#### [Passage]
● ● ● ● ●
Friday, Apr. 19, 1968

Chemical Transfer of Fear

Can learning be transferred chemically from one animal to another? Scientists have been arguing the question since 1962, when University of Michigan Psychologist James McConnell reported that untrained flatworms could acquire knowledge by feasting on trained worms. Using rats and mice, some researchers have achieved experimental results that seem to prove statistically that learning, or memory, can indeed be transferred by injecting the brain extract of one animal into the brain of another. But since the tests were difficult to duplicate, the results could never be properly validated. Now a Baylor University scientist, writing in Nature, has reported an experiment that could help resolve the controversy.

Neurochemist Georges Ungar based his work on the natural preference of rats and mice for the dark; given a choice between entering a lighted or a dark enclosure, the rat will almost invariably enter the dark one. After constructing a short passageway between a translucent plastic box and a black box with an electrical grid for a floor, Ungar placed rats one at a time into the light box. As is their nature, the rats scurried into the dark box. They were in for a rude shock. Dropping a gate that prevented them from running back into the tunnel, Ungar sent electric current through the grid floor for five seconds, giving them a painful jolt. When the gate was lifted, the rats usually were only too happy to return to the lighted box. The procedure was repeated five times a day for eight days, enough to give even the most slow-witted rat a fear of the dark.
● ● ● ● ●
#### [Source data]
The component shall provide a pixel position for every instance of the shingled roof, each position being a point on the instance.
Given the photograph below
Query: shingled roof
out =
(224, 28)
● ● ● ● ●
#### [Study questions]
[1] Please rewrite the paragraph of the article on chemical transfer of fear that begins "Neurochemist Georges Ungar based his work" as a short list, keeping its main facts.
[2] Carry on the article on chemical transfer of fear from the point where it stops.

#### [Outputs for the tasks]
[1]
- Georges Ungar, a neurochemist, built his experiment on the natural preference of rats and mice for the dark.
- He connected a translucent plastic box and a black box with an electrical grid floor by a short passageway.
- He put rats one at a time into the light box, and they ran into the dark box.
- A gate was dropped behind them, and current through the grid floor gave them a painful five-second jolt.
- Once the gate was lifted, the rats usually went back to the lighted box.
- The procedure was repeated five times a day for eight days, enough to give even the slowest rat a fear of the dark.

[2]
Different Intervals. Meanwhile in a nonshocking version of his dark-box-light-box apparatus, Ungar tested the preference of untrained mice for darkness. Given their choice between a light or dark box, the test animals spent an average of 138 seconds of a 180-second test period in the dark.

Ungar then decapitated his fear-trained rats, and prepared an extract from their brains. He injected the extract into the brains of the untrained animals and found that the untrained mice began to shun darkness. The average time that members of one group spent in the dark box declined to 98 seconds when each was injected with three-tenths of a gram of extract. It went down to 67 seconds when the injection was increased to six-tenths of a gram, and to only 24 seconds when a full gram was administered. Other groups injected with extracts from the brains of rats that had been shock-trained for different intervals of time acquired similar fear of the dark.

New Connections. After many such tests, Ungar concluded that the fear had indeed been transferred and that the degree of transfer depended on the amount of extract injected. It was also affected by the training of the donor rats--longer training produced better transfer--and the interval between training and removal of the donor-rat brain; brain removal too soon after training apparently prevented the transfer material from fully developing.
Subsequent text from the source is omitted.